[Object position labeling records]
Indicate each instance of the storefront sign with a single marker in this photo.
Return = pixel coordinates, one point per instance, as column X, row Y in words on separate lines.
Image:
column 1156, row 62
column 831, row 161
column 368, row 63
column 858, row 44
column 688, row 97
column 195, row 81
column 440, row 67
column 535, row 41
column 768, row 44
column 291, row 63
---
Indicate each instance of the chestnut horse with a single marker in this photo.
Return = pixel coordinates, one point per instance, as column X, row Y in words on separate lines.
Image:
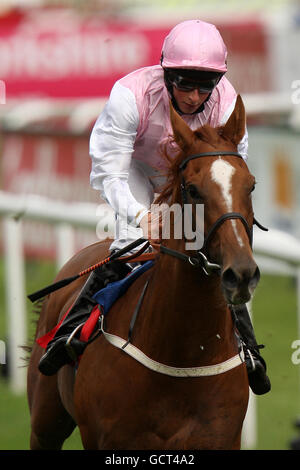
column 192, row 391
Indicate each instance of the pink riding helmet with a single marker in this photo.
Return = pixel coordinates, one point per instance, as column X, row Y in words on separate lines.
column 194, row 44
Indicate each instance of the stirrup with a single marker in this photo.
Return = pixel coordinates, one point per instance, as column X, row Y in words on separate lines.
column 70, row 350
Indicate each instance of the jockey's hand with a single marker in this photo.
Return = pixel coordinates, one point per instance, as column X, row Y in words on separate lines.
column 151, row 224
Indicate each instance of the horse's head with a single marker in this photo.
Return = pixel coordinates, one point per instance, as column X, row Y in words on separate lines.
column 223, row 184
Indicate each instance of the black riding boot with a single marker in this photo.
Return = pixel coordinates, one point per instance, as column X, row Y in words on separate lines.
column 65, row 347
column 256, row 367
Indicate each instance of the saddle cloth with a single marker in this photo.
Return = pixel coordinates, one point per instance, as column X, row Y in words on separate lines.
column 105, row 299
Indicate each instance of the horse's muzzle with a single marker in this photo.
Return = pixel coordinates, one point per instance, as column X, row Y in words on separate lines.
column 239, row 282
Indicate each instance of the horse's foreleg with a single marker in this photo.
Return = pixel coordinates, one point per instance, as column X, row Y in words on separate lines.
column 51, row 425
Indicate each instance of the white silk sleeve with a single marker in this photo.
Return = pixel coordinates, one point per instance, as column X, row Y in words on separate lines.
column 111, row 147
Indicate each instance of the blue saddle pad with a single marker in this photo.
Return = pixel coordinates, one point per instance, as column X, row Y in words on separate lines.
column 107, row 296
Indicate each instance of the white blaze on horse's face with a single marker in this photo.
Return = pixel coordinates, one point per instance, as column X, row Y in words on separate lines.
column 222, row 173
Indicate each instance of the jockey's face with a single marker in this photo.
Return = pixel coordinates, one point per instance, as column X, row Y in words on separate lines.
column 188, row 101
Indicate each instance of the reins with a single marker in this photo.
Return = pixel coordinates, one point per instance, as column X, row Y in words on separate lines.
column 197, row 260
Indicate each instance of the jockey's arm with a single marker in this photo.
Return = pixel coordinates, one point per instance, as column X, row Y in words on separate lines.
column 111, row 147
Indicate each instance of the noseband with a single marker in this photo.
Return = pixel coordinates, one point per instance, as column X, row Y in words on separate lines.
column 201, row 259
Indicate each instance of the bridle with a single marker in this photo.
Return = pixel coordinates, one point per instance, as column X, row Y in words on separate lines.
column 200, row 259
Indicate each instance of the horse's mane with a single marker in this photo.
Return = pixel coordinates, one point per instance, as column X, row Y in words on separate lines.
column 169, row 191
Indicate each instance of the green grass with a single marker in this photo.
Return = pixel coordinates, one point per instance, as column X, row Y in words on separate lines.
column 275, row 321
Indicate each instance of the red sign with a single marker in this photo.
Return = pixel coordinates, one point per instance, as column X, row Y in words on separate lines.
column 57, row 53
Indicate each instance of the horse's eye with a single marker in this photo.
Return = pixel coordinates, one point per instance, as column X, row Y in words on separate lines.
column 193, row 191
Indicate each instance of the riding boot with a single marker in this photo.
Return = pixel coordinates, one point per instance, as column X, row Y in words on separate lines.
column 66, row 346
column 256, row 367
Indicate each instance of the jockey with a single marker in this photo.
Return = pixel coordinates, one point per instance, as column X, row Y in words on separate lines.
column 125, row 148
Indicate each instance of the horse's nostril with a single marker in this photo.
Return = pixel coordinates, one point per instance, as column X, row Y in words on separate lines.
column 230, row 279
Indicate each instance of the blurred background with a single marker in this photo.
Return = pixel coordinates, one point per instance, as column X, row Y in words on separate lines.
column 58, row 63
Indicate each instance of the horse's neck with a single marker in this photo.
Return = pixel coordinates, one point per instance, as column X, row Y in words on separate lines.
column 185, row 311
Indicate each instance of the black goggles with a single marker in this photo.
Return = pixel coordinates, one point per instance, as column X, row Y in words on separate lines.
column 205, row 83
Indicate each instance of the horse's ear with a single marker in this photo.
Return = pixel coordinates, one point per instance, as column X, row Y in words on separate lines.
---
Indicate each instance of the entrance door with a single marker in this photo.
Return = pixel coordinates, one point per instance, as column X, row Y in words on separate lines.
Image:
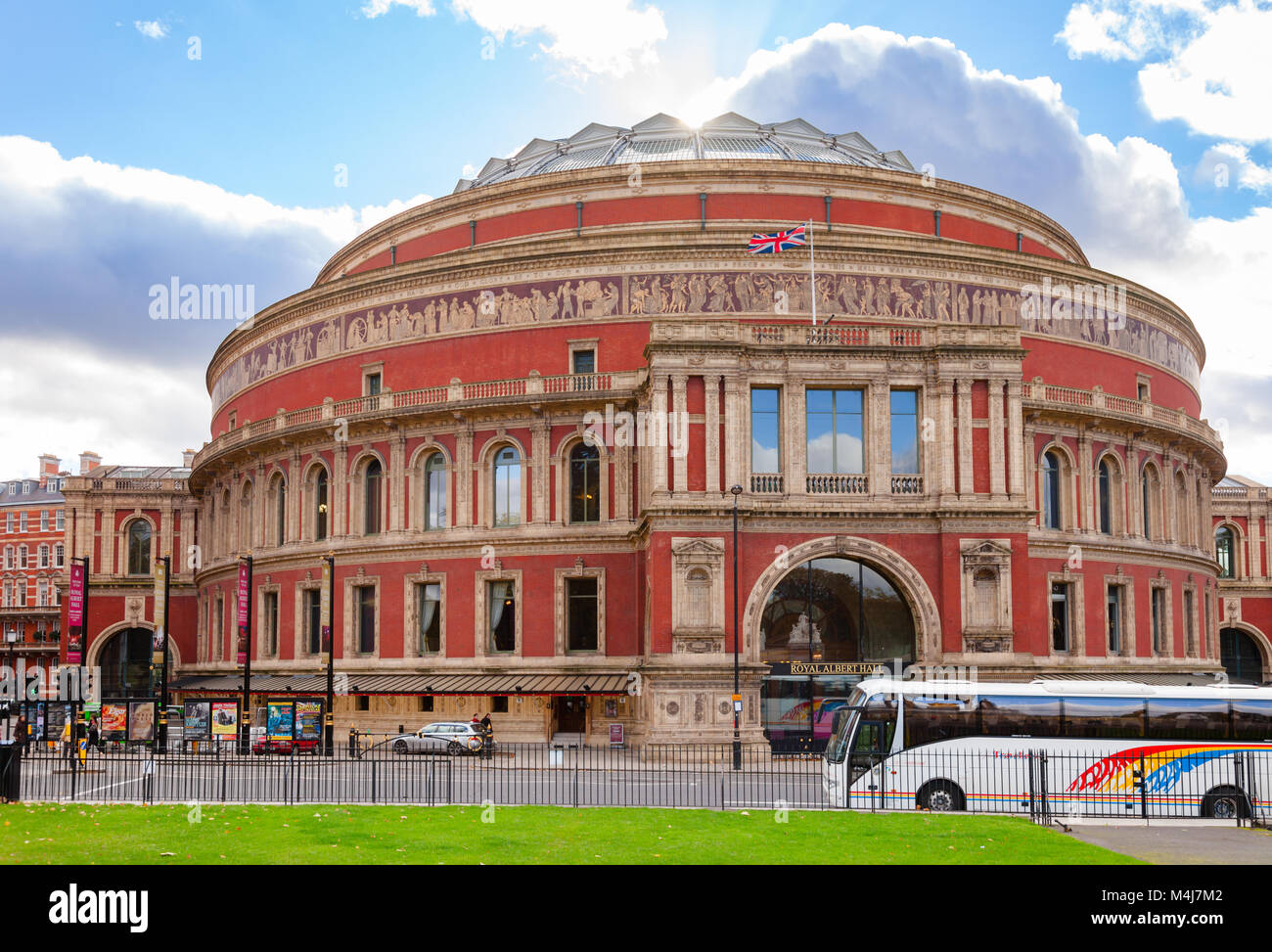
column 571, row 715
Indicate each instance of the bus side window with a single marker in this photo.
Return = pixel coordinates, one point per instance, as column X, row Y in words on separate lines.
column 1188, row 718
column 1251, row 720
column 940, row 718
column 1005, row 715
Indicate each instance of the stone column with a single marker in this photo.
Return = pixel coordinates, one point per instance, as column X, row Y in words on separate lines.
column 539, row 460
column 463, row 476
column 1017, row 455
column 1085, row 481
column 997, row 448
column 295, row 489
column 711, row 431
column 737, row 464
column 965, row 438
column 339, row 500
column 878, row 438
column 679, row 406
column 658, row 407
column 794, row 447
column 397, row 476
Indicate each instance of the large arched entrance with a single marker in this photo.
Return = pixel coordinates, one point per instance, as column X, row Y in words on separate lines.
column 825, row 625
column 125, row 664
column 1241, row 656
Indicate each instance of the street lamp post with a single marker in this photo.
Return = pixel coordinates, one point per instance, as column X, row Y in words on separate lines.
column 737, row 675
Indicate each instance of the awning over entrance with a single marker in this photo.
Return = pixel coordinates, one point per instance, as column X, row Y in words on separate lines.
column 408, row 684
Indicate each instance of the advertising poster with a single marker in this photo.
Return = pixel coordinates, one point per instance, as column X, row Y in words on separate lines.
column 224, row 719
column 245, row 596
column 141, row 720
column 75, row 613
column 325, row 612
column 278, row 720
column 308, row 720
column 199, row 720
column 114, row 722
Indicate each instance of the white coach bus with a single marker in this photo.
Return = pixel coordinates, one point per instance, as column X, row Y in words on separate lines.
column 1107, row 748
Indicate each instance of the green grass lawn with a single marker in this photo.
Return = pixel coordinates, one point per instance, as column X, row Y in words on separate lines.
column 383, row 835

JOB » Reproduce the stretch from the line containing "Indicate each instance of the horse's mane" through the line containing "column 193, row 191", substituting "blue sign" for "red sign" and leaving everything else unchanged.

EXERCISE RESULT »
Indicate each instance of the horse's mane with a single marker in this photo.
Return = pixel coordinates, one point per instance, as column X, row Y in words on separate lines.
column 169, row 191
Indicate each instance of the green grass with a single marker in this photo.
Return = pixel coordinates, one point per instance, as column X, row Y in words on separate lines.
column 275, row 321
Indicate each instance of the blue sign with a single marker in this photo.
Return = pixel coordinates, one point per instance, as column X, row Y in words on separate lines.
column 57, row 53
Indicate each instance of the horse's eye with a single marker in this photo.
Return = pixel coordinates, one point per instance, as column X, row Y in words on separate lines.
column 193, row 191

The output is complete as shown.